═════ Text extract

II. WHEN THE SIGNATURE IS MISSING BUT THE CONSENT IS NOT: GLENCORE
The second problem is structurally the inverse of the first. Where Nagreeka concerned a clause whose language was deficient, Glencore concerned a clause whose language was unambiguously mandatory but which had not been signed by one of the parties. The question was whether extensive performance under the contract could supply the missing assent.
Section 7(3) of the Act requires an arbitration agreement to be in writing. It does not specifically require a signature. Moreover, Section 7(4)(b) of the Act expressly provides that an exchange of communications providing a record of the agreement is sufficient. This much has been settled since Jugal Kishore Rameshwardas v. Goolbai Hormusji (AIR 1955 SC 812), which established that formal execution is not a prerequisite for a valid arbitration agreement.
The essential ingredients of a valid arbitration agreement as identified in Bihar State Mineral Development Corporation v. Encon Builders (I) (P) Ltd. ((2003) 7 SCC 418) include, relevantly, that the parties must intend to settle their disputes by a private tribunal and must agree in writing to be bound by its decision. The requirement of intention and agreement in writing does not, however, require that the writing take the specific form of a document signed by all parties.
Section 7(4)(b) expressly recognises that an exchange of communications establishing a record of the agreement is sufficient. The principle was further developed in Great Offshore Ltd. v. Iranian Offshore Engineering and Construction Co. ((2008) 14 SCC 240), where the Court held that procedural formalities such as signatures, stamps, seals are red tape and not conclusive if the parties can demonstrate their intention to arbitrate through other justiciable means.
Glencore applies this framework in a factual scenario where the conduct evidence was exceptionally strong. The Respondent, Shree Ganesh Metals had never signed the contract containing the arbitration clause, which designated London as the seat. However, it accepted delivery of zinc metal against invoices that each specifically referenced the contract by its unique number. It instructed its bank to issue standby letters of credit that also expressly referenced the same contract. And it sent a direct written communication to Glencore confirming that it would not default in performance under the contract.
The Bombay High Court nonetheless refused to refer the parties to arbitration, holding that no concluded contract existed in the absence of a signature. The Supreme Court reversed the concurrent findings of the Single Judge and Division Bench of the Bombay High Court, holding that the court had failed to give proper weightage to the conduct evidence. It held that Shree Ganesh’s consistent engagement with the specific contract document demonstrated unequivocal acceptance of its terms, including the arbitration clause. The Court confirmed that signatures are not required under Sections 7(4)(b), 7(4)(c), or 7(5) of the Act, and directed referral to arbitration under Section 45.

══════════

What is required :: Please extend the passage above on the unsigned arbitration clause in Glencore, carrying on from its last sentence.

═════ Stored rows

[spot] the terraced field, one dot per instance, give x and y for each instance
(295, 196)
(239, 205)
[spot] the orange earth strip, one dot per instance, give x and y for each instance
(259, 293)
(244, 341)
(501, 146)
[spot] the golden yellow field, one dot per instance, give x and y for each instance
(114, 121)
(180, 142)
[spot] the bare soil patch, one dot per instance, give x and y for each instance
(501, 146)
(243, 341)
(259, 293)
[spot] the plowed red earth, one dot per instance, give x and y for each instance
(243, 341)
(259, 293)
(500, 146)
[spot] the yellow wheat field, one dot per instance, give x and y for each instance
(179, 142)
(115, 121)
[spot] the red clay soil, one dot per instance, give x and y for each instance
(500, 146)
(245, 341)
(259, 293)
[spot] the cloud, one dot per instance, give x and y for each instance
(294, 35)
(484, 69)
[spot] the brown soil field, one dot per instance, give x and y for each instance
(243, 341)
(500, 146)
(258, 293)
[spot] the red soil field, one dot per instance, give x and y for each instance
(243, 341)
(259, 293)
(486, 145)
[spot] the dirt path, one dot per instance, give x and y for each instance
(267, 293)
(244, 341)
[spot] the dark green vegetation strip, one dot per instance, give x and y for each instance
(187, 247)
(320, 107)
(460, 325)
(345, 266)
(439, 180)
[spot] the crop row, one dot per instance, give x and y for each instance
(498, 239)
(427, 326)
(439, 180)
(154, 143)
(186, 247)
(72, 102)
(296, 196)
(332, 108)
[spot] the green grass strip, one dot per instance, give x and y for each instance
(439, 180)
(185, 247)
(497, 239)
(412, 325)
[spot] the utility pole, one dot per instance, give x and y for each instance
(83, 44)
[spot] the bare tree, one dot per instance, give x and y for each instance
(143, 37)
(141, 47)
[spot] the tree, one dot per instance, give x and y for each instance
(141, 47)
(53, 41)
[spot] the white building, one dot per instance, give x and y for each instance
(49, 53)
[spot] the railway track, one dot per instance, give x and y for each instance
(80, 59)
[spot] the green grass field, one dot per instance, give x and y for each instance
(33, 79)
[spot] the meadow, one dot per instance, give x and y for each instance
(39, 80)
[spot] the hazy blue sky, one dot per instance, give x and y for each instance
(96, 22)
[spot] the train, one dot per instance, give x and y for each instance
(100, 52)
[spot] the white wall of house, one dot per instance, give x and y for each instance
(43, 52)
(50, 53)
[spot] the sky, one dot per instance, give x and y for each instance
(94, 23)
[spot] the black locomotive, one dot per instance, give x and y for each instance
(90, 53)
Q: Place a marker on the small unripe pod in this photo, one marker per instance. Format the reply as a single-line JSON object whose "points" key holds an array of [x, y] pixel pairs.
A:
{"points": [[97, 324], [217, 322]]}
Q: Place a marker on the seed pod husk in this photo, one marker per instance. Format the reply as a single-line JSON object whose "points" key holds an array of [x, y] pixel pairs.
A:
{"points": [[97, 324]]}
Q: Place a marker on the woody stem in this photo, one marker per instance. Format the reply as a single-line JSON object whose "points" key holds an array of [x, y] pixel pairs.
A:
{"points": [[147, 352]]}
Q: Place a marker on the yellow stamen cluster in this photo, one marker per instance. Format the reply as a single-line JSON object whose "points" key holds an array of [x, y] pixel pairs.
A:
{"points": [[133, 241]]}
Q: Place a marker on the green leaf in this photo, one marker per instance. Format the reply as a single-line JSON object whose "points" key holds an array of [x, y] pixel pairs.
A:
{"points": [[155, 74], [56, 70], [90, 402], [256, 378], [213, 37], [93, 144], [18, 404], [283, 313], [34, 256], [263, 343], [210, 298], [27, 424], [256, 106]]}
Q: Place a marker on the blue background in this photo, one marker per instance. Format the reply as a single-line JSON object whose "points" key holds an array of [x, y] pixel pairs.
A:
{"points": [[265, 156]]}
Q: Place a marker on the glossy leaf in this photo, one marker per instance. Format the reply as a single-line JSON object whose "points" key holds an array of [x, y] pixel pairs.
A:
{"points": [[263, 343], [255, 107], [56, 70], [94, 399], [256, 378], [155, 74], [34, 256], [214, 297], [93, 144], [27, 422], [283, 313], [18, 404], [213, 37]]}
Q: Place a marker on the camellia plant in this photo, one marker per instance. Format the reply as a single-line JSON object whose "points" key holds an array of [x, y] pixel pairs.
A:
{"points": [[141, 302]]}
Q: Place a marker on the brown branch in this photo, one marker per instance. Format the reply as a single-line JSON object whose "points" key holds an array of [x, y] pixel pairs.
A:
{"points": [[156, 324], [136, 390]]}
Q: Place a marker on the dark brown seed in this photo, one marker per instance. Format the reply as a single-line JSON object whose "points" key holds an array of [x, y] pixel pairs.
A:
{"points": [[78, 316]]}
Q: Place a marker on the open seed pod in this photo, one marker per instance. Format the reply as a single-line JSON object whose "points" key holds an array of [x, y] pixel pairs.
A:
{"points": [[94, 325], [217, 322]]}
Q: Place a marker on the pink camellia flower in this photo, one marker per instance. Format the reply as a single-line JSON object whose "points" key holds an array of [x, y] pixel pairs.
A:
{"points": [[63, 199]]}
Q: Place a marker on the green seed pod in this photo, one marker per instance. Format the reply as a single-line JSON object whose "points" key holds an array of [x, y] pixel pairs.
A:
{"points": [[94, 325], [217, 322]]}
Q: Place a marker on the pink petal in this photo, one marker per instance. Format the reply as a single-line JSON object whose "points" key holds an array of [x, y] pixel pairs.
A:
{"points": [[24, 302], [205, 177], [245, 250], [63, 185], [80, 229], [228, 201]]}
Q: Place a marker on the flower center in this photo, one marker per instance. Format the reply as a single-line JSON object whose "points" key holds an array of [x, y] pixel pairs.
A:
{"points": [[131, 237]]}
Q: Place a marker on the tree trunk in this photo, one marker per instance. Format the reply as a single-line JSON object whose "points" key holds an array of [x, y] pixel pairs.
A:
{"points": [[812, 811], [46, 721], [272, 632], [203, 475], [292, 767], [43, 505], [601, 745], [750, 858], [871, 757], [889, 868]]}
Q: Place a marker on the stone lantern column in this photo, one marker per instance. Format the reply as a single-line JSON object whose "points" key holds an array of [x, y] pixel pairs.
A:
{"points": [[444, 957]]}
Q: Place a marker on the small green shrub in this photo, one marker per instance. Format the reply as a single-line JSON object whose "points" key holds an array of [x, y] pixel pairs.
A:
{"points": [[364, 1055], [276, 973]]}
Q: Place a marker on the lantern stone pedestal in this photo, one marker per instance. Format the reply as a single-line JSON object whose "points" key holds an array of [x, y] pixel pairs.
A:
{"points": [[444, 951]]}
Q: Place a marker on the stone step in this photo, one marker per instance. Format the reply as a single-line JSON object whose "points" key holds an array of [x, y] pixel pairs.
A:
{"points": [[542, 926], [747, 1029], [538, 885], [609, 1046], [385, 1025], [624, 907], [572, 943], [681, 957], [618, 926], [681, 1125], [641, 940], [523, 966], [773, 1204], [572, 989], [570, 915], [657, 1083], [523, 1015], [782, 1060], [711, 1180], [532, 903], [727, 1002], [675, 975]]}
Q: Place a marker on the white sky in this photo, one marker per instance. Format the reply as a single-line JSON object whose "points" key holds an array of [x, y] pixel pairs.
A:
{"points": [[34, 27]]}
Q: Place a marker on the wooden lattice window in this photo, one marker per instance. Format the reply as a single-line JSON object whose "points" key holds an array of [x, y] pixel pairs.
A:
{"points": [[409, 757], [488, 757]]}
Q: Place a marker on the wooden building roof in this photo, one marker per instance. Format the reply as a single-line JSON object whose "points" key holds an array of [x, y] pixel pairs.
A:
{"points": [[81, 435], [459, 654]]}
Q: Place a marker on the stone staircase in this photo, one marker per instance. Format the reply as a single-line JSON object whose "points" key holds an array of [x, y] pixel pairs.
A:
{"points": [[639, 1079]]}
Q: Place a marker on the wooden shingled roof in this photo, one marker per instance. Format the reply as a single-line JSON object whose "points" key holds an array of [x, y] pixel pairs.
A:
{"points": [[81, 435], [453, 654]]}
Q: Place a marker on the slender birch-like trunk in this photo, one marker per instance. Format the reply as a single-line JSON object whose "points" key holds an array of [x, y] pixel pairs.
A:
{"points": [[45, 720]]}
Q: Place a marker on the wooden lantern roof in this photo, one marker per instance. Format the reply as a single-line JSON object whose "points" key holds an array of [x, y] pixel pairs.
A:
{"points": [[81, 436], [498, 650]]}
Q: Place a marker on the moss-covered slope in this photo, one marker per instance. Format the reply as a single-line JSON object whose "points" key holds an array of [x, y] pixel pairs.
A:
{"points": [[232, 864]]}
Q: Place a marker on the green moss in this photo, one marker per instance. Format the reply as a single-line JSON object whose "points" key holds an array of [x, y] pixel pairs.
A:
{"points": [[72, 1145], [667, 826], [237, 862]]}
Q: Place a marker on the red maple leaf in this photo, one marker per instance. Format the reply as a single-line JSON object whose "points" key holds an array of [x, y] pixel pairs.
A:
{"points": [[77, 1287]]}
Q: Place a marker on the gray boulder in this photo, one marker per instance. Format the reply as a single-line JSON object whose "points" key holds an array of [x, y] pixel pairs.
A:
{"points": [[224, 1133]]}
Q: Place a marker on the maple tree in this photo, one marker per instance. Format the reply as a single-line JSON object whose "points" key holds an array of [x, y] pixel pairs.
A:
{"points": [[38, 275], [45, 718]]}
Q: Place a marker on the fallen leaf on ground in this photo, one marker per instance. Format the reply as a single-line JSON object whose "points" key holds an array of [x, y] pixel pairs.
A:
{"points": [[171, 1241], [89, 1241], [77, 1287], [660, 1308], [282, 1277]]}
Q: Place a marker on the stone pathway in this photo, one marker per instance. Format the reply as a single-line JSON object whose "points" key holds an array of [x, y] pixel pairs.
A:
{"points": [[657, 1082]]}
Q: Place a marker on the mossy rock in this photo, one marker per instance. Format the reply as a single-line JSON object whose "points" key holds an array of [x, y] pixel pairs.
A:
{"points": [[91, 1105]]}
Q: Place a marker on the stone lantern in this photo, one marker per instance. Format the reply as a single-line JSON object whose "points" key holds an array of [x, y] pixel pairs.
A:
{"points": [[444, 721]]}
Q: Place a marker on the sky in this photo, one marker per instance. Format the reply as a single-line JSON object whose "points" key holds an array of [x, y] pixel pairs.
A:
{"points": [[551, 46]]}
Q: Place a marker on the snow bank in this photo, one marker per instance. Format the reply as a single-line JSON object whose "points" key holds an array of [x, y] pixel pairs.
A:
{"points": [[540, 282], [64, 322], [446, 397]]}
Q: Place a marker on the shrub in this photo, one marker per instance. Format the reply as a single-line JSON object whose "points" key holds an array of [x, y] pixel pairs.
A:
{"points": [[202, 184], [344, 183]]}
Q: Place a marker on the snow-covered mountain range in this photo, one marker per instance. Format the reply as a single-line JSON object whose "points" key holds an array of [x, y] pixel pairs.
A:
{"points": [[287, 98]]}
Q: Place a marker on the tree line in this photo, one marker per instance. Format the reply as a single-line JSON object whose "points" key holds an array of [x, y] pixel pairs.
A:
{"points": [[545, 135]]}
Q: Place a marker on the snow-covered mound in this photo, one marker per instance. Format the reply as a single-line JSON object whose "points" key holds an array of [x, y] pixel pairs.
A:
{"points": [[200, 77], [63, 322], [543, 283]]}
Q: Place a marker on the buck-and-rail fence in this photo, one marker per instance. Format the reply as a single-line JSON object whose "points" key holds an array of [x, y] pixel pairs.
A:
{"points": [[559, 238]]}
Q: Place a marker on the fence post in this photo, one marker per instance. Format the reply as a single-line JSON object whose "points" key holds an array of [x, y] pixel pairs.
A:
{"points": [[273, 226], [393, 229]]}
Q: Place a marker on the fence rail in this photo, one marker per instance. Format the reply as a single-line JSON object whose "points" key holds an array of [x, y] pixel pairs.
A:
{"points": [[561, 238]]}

══════════

Response ::
It is to be considered that the conduct evidence in Glencore was notable for being referential rather than merely consistent. Shree Ganesh did not simply perform obligations that the contract, it did so against documentation that specifically referred the underlying contract by its reference number across multiple independent transactions. This is a pertinent and a material distinction. Conduct that is merely consistent with a contract (for example, accepting delivery of goods without specifically acknowledging the underlying contract document) raises a different evidentiary question from conduct that specifically references the contract and thereby demonstrates that the non-signing party has engaged with its terms. The strength of Glencore as a precedent lies precisely in this specificity, and courts applying the conduct-based framework in future cases will need to attend to the quality of the conduct evidence, not merely its existence.
The Significance of Glencore:
Glencore clearly settles two pertinent questions that frequently arise. First, it confirms that a non-signing party which has specifically engaged with a contract document across multiple independent transactions cannot resist arbitration on the basis of non-signature alone. The Court’s emphasis on referential conduct draws a workable evidentiary line, one where documentation that identifies the contract by name or number carries greater probative weight than performance that is merely consistent with the contract’s existence. Second, the decision reinforces that the conduct-based inquiry under Section 7(4)(b) is not a low threshold. A party seeking to establish an arbitration agreement through conduct must demonstrate that the other party engaged with the specific contract, not merely that it behaved in a manner the contract contemplated.
For practitioners, the practical lesson cuts in both directions. A party relying on an unsigned contract should ensure that all downstream documentation, including invoices, letters of credit, and written communications, specifically references the contract by its identifier. Conversely, a party that has performed under a contract it did not intend to be bound by must raise that objection early and clearly, since consistent performance against specific contractual references will be treated as unequivocal acceptance of all the contract’s terms, including its arbitration clause.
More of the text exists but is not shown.